### SOURCE DOCUMENT
This situation resulted from their disobedience to the LORD. Had there been faith, a single man could have stopped the enemy (2Sam 23:11-12). But sin makes weak. The people have been disobedient to the LORD in their ways and actions (verse 18). These have not been superficial deviations, but are deep in the heart. Therefore, the judgments must strike the heart.
19 - 22 The Soul Struggle of Jeremiah
19 My soul, my soul! I am in anguish! Oh, my heart!
My heart is pounding in me;
I cannot be silent,
Because you have heard, O my soul,
The sound of the trumpet,
The alarm of war.
20 Disaster on disaster is proclaimed,
For the whole land is devastated;
Suddenly my tents are devastated,
My curtains in an instant.
21 How long must I see the standard
And hear the sound of the trumpet?
22 “For My people are foolish,
They know Me not;
They are stupid children
And have no understanding.
They are shrewd to do evil,
But to do good they do not know.”

### Excerpts of location labeling data
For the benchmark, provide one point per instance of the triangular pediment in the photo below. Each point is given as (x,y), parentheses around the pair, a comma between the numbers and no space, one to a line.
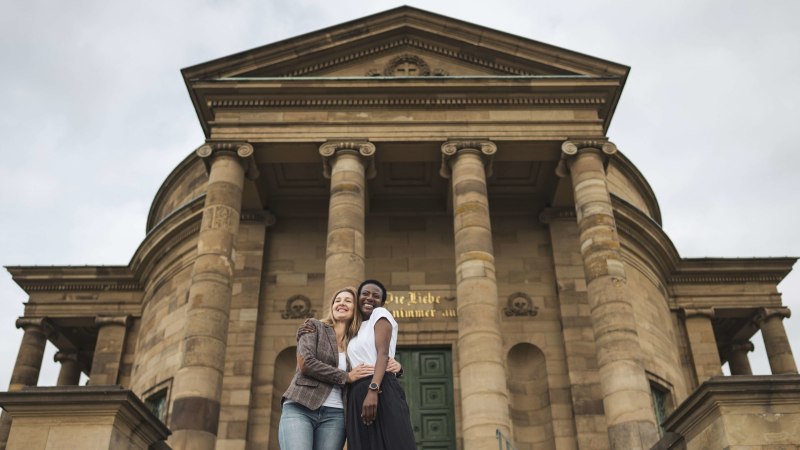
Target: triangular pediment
(405,42)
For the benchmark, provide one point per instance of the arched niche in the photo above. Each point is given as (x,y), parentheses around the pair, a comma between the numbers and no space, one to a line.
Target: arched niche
(529,404)
(285,364)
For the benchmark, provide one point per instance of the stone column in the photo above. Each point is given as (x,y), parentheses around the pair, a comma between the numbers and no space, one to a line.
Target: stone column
(197,387)
(28,364)
(705,354)
(626,391)
(779,352)
(737,358)
(108,349)
(70,373)
(482,376)
(347,165)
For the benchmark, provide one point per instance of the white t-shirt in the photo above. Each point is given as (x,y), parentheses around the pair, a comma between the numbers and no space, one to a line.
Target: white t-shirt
(334,399)
(361,348)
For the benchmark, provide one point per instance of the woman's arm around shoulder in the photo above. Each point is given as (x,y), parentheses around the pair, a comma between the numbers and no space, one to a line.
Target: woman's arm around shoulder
(308,357)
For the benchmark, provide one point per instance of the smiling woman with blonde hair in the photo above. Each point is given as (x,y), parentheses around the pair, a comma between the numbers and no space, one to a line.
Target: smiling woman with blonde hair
(312,416)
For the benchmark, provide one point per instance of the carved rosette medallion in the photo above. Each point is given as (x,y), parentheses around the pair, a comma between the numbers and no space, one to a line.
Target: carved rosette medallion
(486,149)
(366,149)
(298,307)
(407,65)
(520,304)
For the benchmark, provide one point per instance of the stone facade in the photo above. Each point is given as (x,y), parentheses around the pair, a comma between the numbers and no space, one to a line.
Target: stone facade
(470,171)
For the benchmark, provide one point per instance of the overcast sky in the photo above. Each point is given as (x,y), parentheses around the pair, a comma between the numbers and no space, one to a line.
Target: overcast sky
(95,115)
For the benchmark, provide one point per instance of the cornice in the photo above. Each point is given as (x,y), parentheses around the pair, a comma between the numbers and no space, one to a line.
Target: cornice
(645,237)
(74,278)
(732,270)
(431,101)
(183,224)
(621,162)
(173,178)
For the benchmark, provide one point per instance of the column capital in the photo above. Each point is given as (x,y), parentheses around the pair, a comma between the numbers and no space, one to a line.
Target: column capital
(36,322)
(365,149)
(690,313)
(101,321)
(208,151)
(450,149)
(745,346)
(767,313)
(571,148)
(61,356)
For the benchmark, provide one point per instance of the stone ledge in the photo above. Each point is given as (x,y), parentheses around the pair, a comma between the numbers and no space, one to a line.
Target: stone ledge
(87,417)
(744,411)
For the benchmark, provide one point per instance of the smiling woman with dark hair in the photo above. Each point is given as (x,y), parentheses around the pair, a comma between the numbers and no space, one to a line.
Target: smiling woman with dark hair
(377,411)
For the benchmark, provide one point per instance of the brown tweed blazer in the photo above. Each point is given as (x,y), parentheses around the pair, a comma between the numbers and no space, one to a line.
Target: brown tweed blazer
(314,378)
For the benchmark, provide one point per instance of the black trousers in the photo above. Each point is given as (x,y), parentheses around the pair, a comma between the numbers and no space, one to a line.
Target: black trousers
(392,427)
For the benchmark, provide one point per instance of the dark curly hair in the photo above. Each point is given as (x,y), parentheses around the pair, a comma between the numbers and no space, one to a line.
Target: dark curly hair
(376,283)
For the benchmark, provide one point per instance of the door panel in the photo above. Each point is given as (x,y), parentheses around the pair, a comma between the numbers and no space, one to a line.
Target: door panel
(428,383)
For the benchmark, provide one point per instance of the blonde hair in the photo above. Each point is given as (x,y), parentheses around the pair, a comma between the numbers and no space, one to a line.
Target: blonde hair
(355,322)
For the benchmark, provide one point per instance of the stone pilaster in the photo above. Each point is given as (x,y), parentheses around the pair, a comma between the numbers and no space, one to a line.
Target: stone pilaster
(108,350)
(576,329)
(197,387)
(482,376)
(738,361)
(705,354)
(28,363)
(348,165)
(626,391)
(70,372)
(779,352)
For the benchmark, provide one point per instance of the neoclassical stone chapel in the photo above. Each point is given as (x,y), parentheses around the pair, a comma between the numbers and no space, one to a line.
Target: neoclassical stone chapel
(540,302)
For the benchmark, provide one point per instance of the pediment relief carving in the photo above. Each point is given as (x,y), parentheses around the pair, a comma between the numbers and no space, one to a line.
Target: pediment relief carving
(409,56)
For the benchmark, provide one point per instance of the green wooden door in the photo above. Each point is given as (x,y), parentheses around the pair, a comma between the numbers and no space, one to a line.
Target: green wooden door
(428,383)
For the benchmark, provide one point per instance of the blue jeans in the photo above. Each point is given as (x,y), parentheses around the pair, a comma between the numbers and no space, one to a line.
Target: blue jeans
(305,429)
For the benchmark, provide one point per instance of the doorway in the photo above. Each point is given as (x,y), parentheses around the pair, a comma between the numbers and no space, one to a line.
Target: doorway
(428,384)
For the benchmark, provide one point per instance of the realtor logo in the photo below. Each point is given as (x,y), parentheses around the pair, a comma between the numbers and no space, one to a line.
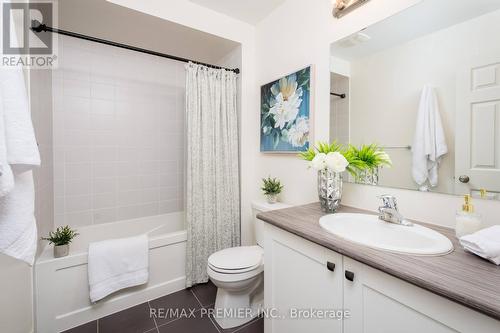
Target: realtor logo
(21,45)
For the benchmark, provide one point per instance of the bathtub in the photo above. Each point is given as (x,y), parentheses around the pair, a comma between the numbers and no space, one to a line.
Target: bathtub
(61,285)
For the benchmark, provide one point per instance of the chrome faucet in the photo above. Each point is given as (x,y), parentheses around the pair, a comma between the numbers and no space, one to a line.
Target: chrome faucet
(389,212)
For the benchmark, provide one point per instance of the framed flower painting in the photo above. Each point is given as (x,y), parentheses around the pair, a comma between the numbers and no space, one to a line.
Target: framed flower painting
(285,113)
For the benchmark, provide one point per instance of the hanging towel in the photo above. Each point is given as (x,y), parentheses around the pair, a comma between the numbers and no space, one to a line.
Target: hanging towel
(18,156)
(484,243)
(429,143)
(117,264)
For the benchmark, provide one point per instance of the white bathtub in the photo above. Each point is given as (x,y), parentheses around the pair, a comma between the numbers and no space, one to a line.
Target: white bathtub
(61,285)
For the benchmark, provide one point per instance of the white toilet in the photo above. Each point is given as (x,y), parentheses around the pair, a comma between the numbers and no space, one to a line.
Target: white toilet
(238,273)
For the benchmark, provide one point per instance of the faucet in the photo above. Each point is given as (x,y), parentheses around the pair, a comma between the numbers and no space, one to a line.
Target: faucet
(389,212)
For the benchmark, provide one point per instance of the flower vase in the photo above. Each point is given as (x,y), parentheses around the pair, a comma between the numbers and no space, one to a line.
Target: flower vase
(368,177)
(329,190)
(61,251)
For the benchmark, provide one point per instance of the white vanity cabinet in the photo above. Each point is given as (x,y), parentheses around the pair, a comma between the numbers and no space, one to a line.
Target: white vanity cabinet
(300,276)
(296,276)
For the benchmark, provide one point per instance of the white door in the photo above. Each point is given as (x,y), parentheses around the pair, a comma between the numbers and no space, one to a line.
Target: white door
(299,278)
(477,147)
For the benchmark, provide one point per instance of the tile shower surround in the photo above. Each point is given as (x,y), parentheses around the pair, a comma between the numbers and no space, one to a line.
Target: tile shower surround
(118,133)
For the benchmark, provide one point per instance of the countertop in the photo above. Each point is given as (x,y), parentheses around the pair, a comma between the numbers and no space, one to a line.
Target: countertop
(458,276)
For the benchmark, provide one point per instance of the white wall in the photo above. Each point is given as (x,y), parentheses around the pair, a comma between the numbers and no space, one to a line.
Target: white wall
(118,134)
(309,31)
(381,115)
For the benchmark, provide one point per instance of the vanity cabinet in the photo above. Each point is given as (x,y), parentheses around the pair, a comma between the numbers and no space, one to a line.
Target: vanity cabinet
(300,276)
(297,276)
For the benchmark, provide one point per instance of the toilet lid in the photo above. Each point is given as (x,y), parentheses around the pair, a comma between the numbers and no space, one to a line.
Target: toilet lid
(237,258)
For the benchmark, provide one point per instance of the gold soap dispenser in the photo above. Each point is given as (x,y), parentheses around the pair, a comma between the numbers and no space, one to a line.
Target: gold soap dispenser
(468,222)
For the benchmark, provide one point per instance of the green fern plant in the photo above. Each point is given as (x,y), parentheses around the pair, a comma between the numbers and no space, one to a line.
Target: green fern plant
(61,236)
(326,148)
(370,157)
(271,186)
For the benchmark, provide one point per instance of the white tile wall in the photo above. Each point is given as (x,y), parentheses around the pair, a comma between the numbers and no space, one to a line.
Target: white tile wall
(118,132)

### WHAT TO DO
Carry the commentary on Jeremiah's soul struggle forward from its final line.

### EXPECTED ANSWER
Jeremiah is fully involved in his message (verse 19). He experiences what he preaches. He experiences the weight of it and is weighed down by it. It touches him deep inside. His bowels get upset and his heart is restless at the sight of the misery that is coming. It is impossible for him to remain silent about it. He must pass it on to warn. He hears the trumpet call and the shouts of the enemy armies. In this way he makes himself one with the people, the remnant in which the Spirit of Christ is. He is weighed down by the wicked condition of the people and experiences God’s anger over it. He represents the voice of the faithful remnant. It is the language of the book of Psalms.
In the spirit, he sees how disaster on disaster occurs (verse 20). There are reports of one calamity after another, just like the messengers who come to Job. One hasn’t finished telling him about the calamity or the next one is already arriving with a new message of doom (Job 1:13-19). The whole land is destroyed by the enemy. In an instant, any family life in tents has become impossible because the tents have been destroyed. Jeremiah speaks of “my tents”, so much concerned is he with the people. He empathizes completely with the approaching horrors.
He asks the LORD how long he has to watch the enemy has the say (verse 21). The question “how long” is also common in Psalms. His suffering shows a deep patriotism that no one feels as he does. Fellowship with God and obedience to His service always deepen the servant’s sensitivity. How can this man, so deeply concerned with the fate of his people, later be accused of treason?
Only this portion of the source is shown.